§ **WHAT YOU SHOULD DO**: Locate each line in the records below that contains the word "horse" and copy those lines out, treating uppercase and lowercase as different.

§ **DATA SHOWN**:
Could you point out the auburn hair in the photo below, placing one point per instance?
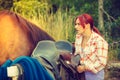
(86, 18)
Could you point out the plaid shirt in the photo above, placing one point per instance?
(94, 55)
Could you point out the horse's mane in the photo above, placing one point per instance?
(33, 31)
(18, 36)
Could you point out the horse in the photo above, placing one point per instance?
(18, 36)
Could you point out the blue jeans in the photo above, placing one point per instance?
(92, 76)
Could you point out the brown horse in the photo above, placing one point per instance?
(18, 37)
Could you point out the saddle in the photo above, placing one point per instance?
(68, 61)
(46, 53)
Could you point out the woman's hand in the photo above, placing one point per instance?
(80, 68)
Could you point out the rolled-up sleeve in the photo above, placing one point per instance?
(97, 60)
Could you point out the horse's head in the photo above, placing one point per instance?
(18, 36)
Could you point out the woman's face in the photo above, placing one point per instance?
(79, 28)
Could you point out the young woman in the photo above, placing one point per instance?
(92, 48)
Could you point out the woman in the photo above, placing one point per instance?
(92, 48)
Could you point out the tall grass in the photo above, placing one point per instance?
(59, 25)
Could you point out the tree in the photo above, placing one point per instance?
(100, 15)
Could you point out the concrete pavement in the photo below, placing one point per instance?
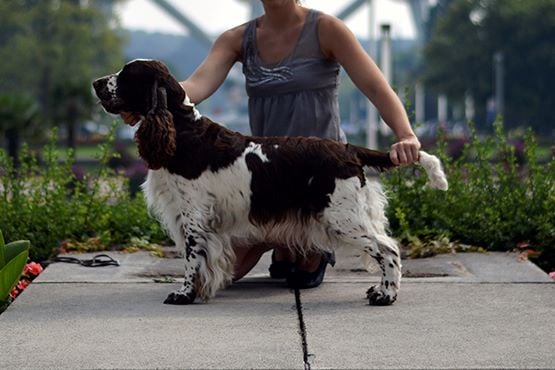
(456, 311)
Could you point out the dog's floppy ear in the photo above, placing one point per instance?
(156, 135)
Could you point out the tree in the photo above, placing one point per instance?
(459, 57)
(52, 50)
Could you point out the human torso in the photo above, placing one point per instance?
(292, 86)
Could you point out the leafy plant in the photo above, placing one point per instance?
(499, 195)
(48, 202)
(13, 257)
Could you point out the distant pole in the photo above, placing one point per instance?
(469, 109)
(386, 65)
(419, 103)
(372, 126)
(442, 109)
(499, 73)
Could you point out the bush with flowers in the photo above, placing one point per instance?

...

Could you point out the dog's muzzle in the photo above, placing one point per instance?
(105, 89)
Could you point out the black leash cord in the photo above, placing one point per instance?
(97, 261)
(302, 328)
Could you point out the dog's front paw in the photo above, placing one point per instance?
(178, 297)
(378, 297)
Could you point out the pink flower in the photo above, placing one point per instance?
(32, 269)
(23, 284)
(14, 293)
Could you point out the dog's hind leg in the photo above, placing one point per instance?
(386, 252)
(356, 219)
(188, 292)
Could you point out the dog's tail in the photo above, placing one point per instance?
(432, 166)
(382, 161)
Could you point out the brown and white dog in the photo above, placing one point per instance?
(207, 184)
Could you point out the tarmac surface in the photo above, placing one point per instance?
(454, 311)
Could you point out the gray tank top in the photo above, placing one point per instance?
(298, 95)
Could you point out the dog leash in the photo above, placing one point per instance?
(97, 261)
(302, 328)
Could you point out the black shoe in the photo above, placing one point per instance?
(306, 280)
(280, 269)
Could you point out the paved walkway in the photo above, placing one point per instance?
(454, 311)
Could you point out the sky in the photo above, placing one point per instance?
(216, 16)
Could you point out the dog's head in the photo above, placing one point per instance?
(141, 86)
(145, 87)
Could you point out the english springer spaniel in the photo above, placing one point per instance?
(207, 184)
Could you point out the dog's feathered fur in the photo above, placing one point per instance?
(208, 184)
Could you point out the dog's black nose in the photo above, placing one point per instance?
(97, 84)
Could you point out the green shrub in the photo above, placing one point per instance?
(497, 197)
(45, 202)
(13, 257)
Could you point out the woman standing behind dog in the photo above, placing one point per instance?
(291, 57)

§ **ANSWER FOR THE TASK**:
Could you point out the horse's mane in the photo above, placing one point per instance?
Could you point out the horse in the photo above, placing one point per instance?
Could you point out the brown horse in the photo above, placing one point per instance?
Could you point out the horse's head in the photo above, placing one point per instance?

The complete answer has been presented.